PROVIDED PASSAGE -
────────────────

Sunday, November 4, 2012

Paranormal Activity 3 and 4

Last year I watched "Paranormal Activity 1" and "2" back to back for my Halloween post, and this year, it only seemed right to do the same thing.  Hopefully this means that I have reviewed every Paranormal Activity movie that will ever exist, because having seen all four of these things, I really hope that they stop making them.  It seems that now that the Saw series collapsed in spectacular fashion after the disaster that was "Saw 3D", Paranormal Activity has taken Saw's position as the yearly Halloween franchise.  And trust me, just like the Saw movies, Paranormal Activity is clearly running out of steam with the fourth installment.  And that's saying something for a film series that really never had much coal in the boiler in the first place.

────────────────

PROVIDED DATA -
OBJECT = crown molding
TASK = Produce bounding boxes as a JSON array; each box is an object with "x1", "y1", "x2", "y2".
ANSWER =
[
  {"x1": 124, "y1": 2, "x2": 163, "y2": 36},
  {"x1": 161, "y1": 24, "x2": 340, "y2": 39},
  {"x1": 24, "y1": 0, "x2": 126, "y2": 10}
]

────────────────

TASK REQUIREMENTS -
(A) Reproduce the entire listing above, line for line, with no changes.
(B) Continue the Paranormal Activity review from its final sentence.

RESPONSES TO THE TASKS -
(A)
OBJECT = crown molding
TASK = Produce bounding boxes as a JSON array; each box is an object with "x1", "y1", "x2", "y2".
ANSWER =
[
  {"x1": 124, "y1": 2, "x2": 163, "y2": 36},
  {"x1": 161, "y1": 24, "x2": 340, "y2": 39},
  {"x1": 24, "y1": 0, "x2": 126, "y2": 10}
]

(B)
Just to make sure that I wasn't totally insane in my distaste for the Paranormal Activity movies, I made sure to watch these movies in a very different environment than the one I used last year.  Last year I was over a friend's house mocking it with a group of friends, and only a few of us were actually scared - they were girls.  This year I watched in all alone in an empty room in the dark, and I was even less scared.  I actually did turn the lights on, but only to get enough light so I could work on a few Sudoku puzzles in a book of them I found for entertainment while Hurricane Sandy had knocked out my power.  And its actually Hurricane Sandy's fault that I'm reviewing these movies at all - if there had been power and local theaters were working this week, I might be here reviewing "Wreck-It Ralph" or "The Man With the Iron Fists" or "Cloud Atlas".  Instead I'm reviewing this.  And only just to fill up space on the blog, because I love you people, and I miss you all.

Now, I am coming on harsh with the Paranormal Activity movies, and that's only because I just watched the fourth one.  "Paranormal Activity 4" may be the worst one in the entire series, its easily the stupidest by far, and definitely the most infuriating.  However, I also watched "Paranormal Activity 3", which was actually a surprise since it only 50% sucked.  Stuff happened in that movie, it ended on a scary note.  If you have to watch any of these movies, watch "3".  Don't watch "4" and if anybody offers to take you to see "4" in the theaters, kick them squarely in the balls.  And if they're a girl, go, because you never know what might lead to what.  You know, keep those options open.  But anyway, Paramount, please STOP.  Stop making these movies.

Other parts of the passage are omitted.